• **Exercise objective**: Locate the line that contains "For the benchmark, drop one pin per instance of the wet" in the entries below. Retype it and all following lines through the final one, character for character.
· · · ·
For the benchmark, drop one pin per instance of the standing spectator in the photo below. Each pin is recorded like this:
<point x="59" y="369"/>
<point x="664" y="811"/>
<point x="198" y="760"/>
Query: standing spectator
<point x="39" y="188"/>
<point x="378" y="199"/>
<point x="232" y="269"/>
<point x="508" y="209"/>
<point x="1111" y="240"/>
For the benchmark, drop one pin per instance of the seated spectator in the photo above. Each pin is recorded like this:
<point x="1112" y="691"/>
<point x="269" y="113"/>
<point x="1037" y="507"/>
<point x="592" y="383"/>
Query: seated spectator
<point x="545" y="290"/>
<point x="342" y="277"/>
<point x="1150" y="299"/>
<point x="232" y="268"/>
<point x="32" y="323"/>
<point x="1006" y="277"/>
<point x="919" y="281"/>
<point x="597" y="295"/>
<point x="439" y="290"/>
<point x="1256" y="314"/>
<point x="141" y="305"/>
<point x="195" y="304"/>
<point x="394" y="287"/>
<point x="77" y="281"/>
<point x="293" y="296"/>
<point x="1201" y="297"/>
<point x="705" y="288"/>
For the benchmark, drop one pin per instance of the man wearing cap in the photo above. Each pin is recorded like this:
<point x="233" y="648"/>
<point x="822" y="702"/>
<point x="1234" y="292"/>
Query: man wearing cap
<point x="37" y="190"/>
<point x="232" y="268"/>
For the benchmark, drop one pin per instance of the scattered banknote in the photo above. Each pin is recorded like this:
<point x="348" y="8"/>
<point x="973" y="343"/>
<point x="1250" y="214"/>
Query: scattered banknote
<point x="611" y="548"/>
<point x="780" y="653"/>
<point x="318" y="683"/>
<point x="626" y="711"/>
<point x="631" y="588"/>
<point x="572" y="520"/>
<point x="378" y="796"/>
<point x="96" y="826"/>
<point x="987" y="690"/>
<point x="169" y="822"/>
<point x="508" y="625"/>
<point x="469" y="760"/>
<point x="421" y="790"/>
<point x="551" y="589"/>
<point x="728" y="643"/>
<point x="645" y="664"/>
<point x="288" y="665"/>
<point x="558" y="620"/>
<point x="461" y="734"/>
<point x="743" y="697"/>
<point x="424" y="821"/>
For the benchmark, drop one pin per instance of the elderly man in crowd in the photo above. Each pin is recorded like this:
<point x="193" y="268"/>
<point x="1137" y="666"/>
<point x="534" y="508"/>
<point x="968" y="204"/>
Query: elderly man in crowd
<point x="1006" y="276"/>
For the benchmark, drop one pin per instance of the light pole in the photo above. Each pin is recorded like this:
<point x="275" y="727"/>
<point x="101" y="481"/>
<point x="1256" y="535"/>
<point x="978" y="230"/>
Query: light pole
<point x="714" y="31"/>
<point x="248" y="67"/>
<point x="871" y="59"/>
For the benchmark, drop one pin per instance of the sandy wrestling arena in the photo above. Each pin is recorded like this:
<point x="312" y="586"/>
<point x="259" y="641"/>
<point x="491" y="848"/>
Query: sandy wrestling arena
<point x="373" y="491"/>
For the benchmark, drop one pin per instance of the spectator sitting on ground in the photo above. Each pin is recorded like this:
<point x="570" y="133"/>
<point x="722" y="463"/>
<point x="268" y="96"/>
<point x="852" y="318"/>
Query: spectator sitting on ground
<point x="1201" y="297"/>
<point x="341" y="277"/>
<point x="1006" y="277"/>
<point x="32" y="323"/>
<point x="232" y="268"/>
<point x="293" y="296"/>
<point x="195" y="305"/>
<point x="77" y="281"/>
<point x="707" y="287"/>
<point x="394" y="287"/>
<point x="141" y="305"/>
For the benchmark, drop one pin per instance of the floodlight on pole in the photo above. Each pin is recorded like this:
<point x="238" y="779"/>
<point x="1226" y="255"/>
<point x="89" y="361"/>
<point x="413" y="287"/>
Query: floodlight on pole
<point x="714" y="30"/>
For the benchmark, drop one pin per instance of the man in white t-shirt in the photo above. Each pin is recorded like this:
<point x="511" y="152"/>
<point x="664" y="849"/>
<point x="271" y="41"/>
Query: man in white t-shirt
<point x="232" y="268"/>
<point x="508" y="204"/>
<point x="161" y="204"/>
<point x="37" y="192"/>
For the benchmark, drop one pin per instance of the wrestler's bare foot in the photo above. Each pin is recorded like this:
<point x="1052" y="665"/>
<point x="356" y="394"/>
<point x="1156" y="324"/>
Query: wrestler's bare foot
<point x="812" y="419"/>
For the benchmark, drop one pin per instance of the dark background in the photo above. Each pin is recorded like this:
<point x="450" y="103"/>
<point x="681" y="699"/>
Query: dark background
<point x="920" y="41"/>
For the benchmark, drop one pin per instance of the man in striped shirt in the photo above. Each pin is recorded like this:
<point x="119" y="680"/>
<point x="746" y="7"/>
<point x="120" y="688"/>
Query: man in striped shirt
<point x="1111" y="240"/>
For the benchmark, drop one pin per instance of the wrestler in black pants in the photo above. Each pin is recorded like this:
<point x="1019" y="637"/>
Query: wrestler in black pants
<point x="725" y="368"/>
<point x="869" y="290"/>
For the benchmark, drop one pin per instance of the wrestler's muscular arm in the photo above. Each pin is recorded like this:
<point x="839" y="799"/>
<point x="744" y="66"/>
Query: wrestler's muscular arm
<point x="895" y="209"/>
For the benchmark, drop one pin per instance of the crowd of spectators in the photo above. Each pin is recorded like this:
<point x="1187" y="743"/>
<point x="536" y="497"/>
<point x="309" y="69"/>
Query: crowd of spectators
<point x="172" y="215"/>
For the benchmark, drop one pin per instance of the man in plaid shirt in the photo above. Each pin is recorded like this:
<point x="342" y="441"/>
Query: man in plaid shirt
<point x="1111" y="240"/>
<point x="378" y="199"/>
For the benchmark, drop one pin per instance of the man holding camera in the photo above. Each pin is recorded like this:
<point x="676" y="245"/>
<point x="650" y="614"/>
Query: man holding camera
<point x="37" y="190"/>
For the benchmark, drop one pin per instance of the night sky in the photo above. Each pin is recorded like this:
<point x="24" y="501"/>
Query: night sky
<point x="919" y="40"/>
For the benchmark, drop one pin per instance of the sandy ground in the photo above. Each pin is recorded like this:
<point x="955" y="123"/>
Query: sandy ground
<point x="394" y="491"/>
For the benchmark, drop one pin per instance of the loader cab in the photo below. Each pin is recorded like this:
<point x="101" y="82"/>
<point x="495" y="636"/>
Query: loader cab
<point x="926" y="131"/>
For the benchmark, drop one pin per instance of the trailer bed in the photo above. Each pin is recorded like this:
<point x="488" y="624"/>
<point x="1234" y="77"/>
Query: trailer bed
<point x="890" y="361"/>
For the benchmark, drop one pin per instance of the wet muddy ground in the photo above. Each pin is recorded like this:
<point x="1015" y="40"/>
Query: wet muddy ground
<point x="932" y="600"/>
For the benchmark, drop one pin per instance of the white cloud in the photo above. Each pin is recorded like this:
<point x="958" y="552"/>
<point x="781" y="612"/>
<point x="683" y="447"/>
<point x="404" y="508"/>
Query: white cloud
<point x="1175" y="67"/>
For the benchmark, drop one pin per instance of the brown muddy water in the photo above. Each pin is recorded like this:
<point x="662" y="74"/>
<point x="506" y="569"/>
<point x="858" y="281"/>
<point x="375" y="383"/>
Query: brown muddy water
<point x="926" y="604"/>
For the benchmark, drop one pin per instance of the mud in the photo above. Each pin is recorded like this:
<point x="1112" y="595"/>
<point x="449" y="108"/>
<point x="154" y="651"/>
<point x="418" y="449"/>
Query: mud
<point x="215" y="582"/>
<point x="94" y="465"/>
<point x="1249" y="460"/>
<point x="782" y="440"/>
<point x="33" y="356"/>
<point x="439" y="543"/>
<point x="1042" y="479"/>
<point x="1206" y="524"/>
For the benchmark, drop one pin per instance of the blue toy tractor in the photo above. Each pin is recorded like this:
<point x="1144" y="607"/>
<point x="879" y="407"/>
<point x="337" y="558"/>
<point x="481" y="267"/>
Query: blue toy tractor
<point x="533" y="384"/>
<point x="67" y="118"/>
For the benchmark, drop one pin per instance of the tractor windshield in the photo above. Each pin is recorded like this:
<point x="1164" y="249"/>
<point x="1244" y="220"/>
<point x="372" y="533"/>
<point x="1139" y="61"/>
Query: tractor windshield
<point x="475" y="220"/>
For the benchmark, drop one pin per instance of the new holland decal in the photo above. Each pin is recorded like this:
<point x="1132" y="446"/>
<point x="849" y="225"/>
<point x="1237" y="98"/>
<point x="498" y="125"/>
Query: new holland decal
· · · ·
• **Task result**:
For the benchmark, drop one pin per instance of the wet muddy ground in the photo above. Each pin is recorded like this:
<point x="1015" y="40"/>
Query: wet muddy ground
<point x="932" y="600"/>
For the benchmark, drop one pin per instance of the white cloud in the photo above. Each pin is recorded like this:
<point x="958" y="552"/>
<point x="781" y="612"/>
<point x="683" y="447"/>
<point x="404" y="508"/>
Query: white cloud
<point x="1175" y="67"/>
For the benchmark, drop one pin per instance of the brown muddy water in the photo above. Each pin is recorded like this:
<point x="662" y="74"/>
<point x="506" y="569"/>
<point x="858" y="281"/>
<point x="375" y="383"/>
Query: brown muddy water
<point x="926" y="604"/>
For the benchmark, drop one pin per instance of the mud in the photo above. Each pin is recorded like this:
<point x="1112" y="595"/>
<point x="449" y="108"/>
<point x="154" y="651"/>
<point x="418" y="449"/>
Query: mud
<point x="215" y="582"/>
<point x="94" y="465"/>
<point x="1249" y="460"/>
<point x="782" y="440"/>
<point x="33" y="356"/>
<point x="439" y="543"/>
<point x="1042" y="479"/>
<point x="1206" y="524"/>
For the benchmark, drop one pin per instance of the blue toy tractor in the photo above. Each pin is recorded like this:
<point x="1144" y="607"/>
<point x="879" y="407"/>
<point x="337" y="558"/>
<point x="481" y="267"/>
Query: blue toy tractor
<point x="533" y="384"/>
<point x="67" y="118"/>
For the benchmark, drop one pin per instance of the tractor windshield in the photo above. Each pin is recorded like this:
<point x="1164" y="249"/>
<point x="1244" y="220"/>
<point x="372" y="533"/>
<point x="1139" y="61"/>
Query: tractor windshield
<point x="475" y="220"/>
For the benchmark, drop one pin per instance of the new holland decal in the photo above. Each pin is recorded like this:
<point x="1132" y="446"/>
<point x="849" y="225"/>
<point x="1237" y="98"/>
<point x="498" y="125"/>
Query: new holland decal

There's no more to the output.